(Dataset records on object locations)
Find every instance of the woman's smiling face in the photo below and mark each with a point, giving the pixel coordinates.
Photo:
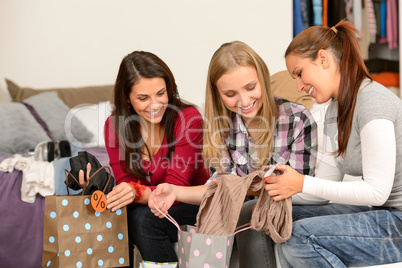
(320, 78)
(240, 91)
(149, 99)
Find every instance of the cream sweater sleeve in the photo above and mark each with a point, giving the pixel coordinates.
(378, 158)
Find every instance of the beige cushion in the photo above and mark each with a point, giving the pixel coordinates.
(70, 96)
(284, 86)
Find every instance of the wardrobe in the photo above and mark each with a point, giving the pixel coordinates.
(377, 20)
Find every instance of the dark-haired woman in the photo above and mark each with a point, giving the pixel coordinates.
(363, 137)
(152, 137)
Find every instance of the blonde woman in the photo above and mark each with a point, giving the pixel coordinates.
(246, 128)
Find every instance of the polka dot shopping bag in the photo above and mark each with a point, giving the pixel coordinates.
(196, 250)
(75, 235)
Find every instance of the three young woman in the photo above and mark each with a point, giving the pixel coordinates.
(246, 128)
(363, 137)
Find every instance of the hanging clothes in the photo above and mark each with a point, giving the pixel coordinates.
(371, 20)
(317, 9)
(298, 25)
(336, 12)
(392, 24)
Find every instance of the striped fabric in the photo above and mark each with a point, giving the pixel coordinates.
(372, 24)
(295, 142)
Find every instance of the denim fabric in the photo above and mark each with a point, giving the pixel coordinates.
(255, 249)
(336, 235)
(154, 236)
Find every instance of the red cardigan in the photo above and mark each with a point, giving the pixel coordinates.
(184, 168)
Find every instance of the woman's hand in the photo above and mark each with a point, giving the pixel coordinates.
(289, 183)
(163, 198)
(120, 196)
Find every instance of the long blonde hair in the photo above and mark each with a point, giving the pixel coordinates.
(218, 119)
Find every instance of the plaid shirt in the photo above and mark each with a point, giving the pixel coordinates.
(295, 142)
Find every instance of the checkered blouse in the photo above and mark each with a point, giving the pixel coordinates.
(295, 142)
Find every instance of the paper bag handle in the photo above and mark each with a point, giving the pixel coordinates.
(69, 173)
(170, 218)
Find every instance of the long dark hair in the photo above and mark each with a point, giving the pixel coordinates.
(135, 66)
(341, 40)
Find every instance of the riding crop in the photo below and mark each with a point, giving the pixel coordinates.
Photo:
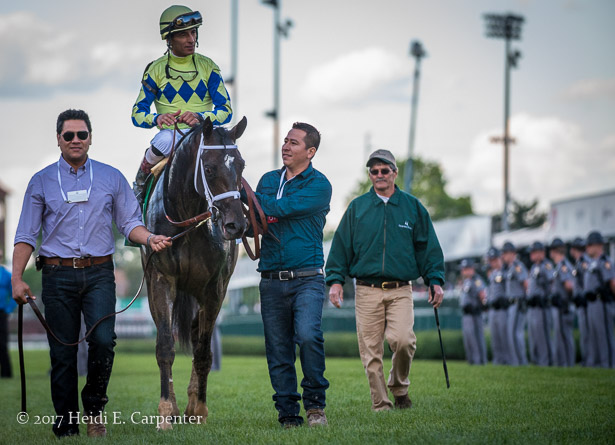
(435, 310)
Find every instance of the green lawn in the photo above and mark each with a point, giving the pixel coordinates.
(484, 405)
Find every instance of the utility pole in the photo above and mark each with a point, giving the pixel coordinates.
(232, 80)
(508, 27)
(279, 29)
(418, 52)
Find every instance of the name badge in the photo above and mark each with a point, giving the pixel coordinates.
(77, 196)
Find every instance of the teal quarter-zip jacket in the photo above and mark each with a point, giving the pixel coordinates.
(296, 214)
(392, 241)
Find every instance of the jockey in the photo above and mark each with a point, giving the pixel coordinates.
(182, 84)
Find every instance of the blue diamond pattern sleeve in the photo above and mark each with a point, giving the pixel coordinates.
(190, 86)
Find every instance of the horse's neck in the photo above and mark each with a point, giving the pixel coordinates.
(180, 193)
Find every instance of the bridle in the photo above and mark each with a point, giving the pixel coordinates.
(211, 198)
(258, 227)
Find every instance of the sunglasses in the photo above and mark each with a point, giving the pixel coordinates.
(188, 19)
(375, 171)
(70, 135)
(182, 21)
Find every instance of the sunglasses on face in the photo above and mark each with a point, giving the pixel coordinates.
(375, 171)
(70, 135)
(188, 19)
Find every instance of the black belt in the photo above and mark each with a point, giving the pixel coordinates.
(383, 284)
(285, 275)
(77, 263)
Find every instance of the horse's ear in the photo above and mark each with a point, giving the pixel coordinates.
(238, 129)
(208, 128)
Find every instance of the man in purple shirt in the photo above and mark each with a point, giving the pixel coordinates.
(74, 203)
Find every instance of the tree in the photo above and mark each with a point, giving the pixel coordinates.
(428, 185)
(522, 215)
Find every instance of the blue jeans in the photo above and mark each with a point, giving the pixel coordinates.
(292, 314)
(66, 293)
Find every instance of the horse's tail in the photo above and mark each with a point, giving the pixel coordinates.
(184, 310)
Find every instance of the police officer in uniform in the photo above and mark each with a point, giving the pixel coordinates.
(498, 309)
(473, 299)
(563, 317)
(516, 276)
(581, 262)
(538, 313)
(599, 286)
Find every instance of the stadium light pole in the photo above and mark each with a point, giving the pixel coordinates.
(418, 52)
(507, 27)
(279, 30)
(232, 80)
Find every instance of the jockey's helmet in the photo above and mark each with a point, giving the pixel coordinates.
(178, 18)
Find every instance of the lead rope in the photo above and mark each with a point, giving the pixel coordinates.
(41, 318)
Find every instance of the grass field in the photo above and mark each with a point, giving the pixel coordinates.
(484, 405)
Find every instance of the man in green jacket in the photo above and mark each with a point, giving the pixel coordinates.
(384, 240)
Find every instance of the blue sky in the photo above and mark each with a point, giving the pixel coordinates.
(345, 69)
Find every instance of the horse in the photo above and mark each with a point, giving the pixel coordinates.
(187, 283)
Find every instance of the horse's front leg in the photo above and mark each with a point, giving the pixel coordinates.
(202, 329)
(160, 307)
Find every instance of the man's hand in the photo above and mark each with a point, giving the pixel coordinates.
(167, 119)
(189, 118)
(160, 242)
(436, 294)
(21, 290)
(336, 295)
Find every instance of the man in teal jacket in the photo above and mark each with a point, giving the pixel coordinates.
(292, 289)
(384, 240)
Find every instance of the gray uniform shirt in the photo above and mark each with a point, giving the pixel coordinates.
(562, 273)
(516, 274)
(497, 285)
(598, 274)
(541, 277)
(470, 291)
(580, 268)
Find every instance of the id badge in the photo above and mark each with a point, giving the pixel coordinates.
(77, 196)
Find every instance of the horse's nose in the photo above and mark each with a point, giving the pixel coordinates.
(232, 228)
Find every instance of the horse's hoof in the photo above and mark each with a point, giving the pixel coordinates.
(164, 426)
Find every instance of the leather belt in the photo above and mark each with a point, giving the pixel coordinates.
(383, 284)
(77, 263)
(286, 275)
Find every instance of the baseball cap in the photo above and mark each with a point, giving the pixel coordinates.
(466, 263)
(578, 243)
(594, 238)
(493, 253)
(537, 245)
(384, 156)
(508, 247)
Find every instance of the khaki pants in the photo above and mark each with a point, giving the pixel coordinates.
(385, 314)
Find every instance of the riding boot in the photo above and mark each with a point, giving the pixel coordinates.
(140, 180)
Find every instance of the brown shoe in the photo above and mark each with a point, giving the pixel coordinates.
(96, 428)
(403, 402)
(316, 417)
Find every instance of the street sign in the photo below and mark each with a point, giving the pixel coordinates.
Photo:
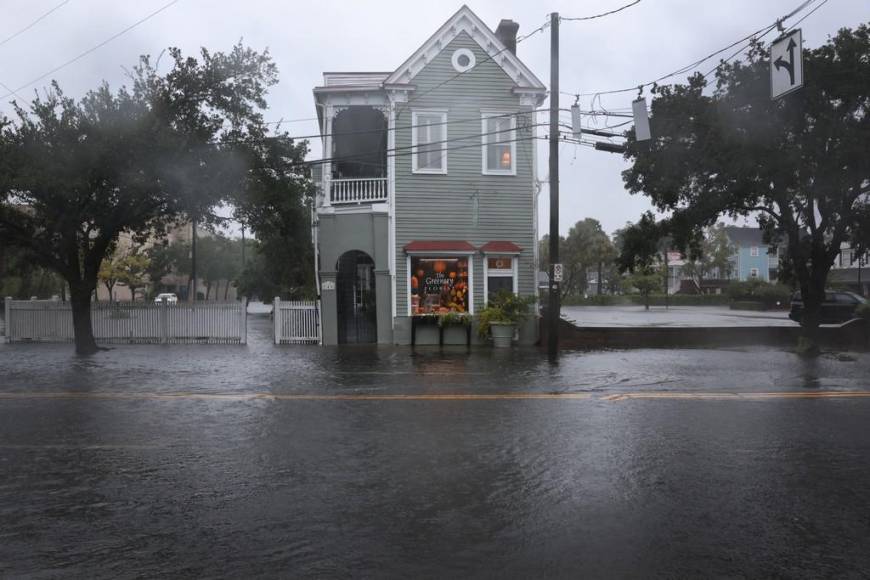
(641, 120)
(786, 64)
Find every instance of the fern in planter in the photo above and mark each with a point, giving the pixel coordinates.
(454, 319)
(503, 308)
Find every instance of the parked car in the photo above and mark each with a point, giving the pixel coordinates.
(169, 297)
(837, 308)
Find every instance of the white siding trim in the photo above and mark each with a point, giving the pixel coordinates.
(442, 114)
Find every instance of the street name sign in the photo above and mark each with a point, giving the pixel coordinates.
(786, 64)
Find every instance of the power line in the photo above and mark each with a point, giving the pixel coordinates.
(393, 153)
(92, 49)
(761, 31)
(5, 86)
(448, 122)
(32, 24)
(810, 13)
(603, 14)
(290, 121)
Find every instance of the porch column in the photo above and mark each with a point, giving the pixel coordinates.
(328, 308)
(384, 297)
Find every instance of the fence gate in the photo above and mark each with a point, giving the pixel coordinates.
(296, 322)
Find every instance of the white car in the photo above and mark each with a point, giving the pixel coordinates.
(168, 297)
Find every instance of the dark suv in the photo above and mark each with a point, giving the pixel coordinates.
(837, 308)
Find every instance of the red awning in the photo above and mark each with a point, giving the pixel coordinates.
(421, 246)
(501, 247)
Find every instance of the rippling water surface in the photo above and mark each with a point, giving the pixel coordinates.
(186, 487)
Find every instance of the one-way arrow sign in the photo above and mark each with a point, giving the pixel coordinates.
(786, 64)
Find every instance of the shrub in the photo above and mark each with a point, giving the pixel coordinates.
(505, 308)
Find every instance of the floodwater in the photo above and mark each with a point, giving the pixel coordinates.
(677, 316)
(131, 464)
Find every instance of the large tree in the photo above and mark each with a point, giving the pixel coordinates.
(712, 258)
(641, 246)
(587, 246)
(75, 175)
(798, 163)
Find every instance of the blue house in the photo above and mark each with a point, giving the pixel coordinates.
(754, 259)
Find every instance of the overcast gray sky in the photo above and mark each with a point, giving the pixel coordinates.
(305, 38)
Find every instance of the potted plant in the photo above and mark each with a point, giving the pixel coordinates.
(501, 316)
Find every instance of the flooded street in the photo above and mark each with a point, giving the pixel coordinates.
(203, 461)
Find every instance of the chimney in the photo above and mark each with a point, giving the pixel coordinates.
(507, 34)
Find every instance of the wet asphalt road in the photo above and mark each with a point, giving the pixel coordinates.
(208, 462)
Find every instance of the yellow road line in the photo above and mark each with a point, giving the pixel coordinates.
(301, 397)
(649, 395)
(740, 396)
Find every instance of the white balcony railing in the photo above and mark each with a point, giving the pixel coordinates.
(362, 190)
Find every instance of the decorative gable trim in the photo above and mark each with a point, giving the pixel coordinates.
(466, 21)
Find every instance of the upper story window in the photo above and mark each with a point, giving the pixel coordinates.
(429, 141)
(462, 60)
(500, 273)
(499, 144)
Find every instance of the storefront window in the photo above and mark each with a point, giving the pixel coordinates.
(439, 285)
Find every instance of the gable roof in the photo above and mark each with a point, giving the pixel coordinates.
(466, 21)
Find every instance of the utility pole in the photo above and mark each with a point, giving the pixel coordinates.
(243, 246)
(192, 296)
(554, 306)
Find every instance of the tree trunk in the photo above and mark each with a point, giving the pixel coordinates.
(80, 299)
(600, 268)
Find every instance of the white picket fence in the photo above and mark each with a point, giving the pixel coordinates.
(296, 321)
(130, 322)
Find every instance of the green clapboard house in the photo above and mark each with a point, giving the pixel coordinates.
(427, 200)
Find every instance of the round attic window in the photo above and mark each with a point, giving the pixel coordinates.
(463, 60)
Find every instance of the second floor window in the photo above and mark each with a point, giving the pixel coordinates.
(428, 141)
(499, 145)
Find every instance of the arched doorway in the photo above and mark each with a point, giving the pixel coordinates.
(356, 301)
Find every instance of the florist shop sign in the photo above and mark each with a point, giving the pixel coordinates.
(439, 285)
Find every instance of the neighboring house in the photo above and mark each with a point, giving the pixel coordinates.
(754, 260)
(851, 271)
(427, 197)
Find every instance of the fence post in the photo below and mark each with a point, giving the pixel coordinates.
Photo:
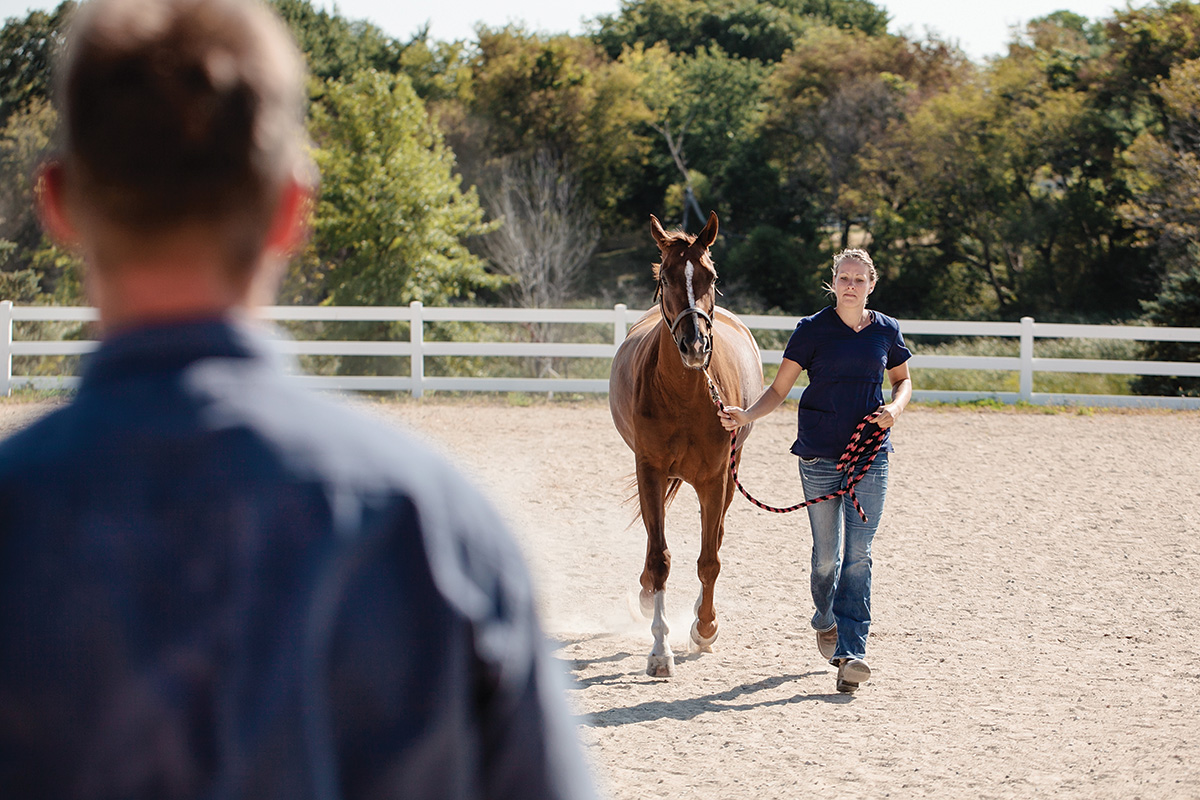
(618, 325)
(417, 336)
(1027, 359)
(6, 344)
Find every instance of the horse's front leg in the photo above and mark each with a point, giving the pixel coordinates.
(714, 499)
(652, 488)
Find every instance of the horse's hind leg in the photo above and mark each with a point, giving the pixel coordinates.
(652, 488)
(714, 499)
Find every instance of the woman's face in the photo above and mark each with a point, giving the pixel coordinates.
(852, 283)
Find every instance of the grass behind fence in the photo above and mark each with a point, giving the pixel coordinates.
(985, 380)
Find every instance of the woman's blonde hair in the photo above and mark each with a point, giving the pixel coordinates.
(852, 254)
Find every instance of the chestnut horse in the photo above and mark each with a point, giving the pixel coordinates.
(660, 402)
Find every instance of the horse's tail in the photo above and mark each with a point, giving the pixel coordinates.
(631, 487)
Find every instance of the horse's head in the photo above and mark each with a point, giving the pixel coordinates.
(687, 289)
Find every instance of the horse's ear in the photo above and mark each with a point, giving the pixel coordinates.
(660, 235)
(708, 235)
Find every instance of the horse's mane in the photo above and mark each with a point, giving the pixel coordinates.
(675, 236)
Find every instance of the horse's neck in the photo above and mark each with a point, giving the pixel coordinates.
(676, 379)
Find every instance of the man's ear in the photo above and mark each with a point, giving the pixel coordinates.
(291, 223)
(49, 188)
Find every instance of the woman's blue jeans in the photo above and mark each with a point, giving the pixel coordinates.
(841, 549)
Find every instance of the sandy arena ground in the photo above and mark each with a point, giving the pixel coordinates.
(1036, 607)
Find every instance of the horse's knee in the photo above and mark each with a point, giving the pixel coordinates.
(707, 569)
(658, 569)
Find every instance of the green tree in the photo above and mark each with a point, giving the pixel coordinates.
(745, 29)
(1163, 170)
(562, 95)
(27, 47)
(391, 217)
(1176, 305)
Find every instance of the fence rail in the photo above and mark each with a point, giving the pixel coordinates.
(417, 349)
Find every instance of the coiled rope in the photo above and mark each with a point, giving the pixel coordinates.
(855, 461)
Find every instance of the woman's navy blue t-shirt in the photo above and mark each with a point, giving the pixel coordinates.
(845, 377)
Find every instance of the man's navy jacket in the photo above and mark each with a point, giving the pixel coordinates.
(216, 584)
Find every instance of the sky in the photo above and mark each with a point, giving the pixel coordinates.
(981, 29)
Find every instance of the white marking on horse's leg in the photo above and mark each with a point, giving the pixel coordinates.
(660, 662)
(702, 644)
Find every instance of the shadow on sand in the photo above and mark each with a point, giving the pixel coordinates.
(693, 707)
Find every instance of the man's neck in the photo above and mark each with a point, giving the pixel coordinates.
(165, 288)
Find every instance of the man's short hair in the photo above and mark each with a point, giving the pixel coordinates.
(179, 112)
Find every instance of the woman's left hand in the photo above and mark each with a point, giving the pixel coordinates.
(886, 416)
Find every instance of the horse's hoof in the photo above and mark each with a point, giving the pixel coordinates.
(646, 599)
(705, 644)
(660, 666)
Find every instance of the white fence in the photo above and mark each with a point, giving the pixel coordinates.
(619, 318)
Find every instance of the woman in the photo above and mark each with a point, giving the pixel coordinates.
(846, 350)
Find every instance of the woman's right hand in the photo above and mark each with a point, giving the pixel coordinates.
(733, 417)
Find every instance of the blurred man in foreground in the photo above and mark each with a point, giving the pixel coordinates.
(214, 583)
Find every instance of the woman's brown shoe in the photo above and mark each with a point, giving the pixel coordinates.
(827, 642)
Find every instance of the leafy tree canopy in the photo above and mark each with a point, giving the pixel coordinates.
(391, 217)
(27, 47)
(745, 29)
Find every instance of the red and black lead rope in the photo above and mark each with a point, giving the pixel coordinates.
(855, 461)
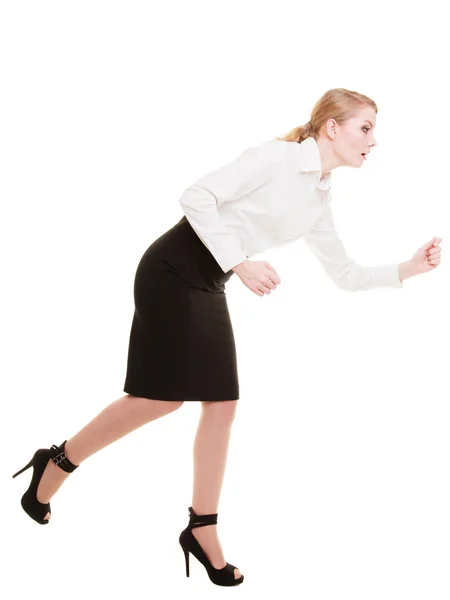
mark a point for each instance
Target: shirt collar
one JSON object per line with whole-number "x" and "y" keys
{"x": 310, "y": 161}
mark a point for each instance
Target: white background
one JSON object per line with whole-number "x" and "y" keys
{"x": 337, "y": 477}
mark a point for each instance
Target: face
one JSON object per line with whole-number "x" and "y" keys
{"x": 354, "y": 137}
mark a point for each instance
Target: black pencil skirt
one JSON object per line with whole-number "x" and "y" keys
{"x": 181, "y": 345}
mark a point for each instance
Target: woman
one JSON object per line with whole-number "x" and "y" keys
{"x": 181, "y": 342}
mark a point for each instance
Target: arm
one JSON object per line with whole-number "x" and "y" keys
{"x": 348, "y": 275}
{"x": 251, "y": 170}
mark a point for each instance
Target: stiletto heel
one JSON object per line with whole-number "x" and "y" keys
{"x": 30, "y": 504}
{"x": 186, "y": 556}
{"x": 189, "y": 543}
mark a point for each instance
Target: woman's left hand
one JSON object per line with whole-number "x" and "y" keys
{"x": 428, "y": 256}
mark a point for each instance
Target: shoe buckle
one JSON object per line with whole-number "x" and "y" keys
{"x": 59, "y": 458}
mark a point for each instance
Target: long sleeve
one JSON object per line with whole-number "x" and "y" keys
{"x": 200, "y": 201}
{"x": 343, "y": 270}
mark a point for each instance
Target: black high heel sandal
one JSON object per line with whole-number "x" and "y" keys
{"x": 30, "y": 504}
{"x": 189, "y": 543}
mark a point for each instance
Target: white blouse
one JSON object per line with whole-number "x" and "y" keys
{"x": 271, "y": 196}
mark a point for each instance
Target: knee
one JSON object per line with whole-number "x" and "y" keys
{"x": 223, "y": 411}
{"x": 175, "y": 405}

(Exercise goal)
Pick out each line in the records above that contains the word "fabric", and copy those lines in full.

(Written reply)
Find every instance of the striped fabric in the photo above and mark each with a point, giving the pixel coordinates.
Find every instance of the denim fabric in the photo above and mark each with a point, giving the pixel coordinates.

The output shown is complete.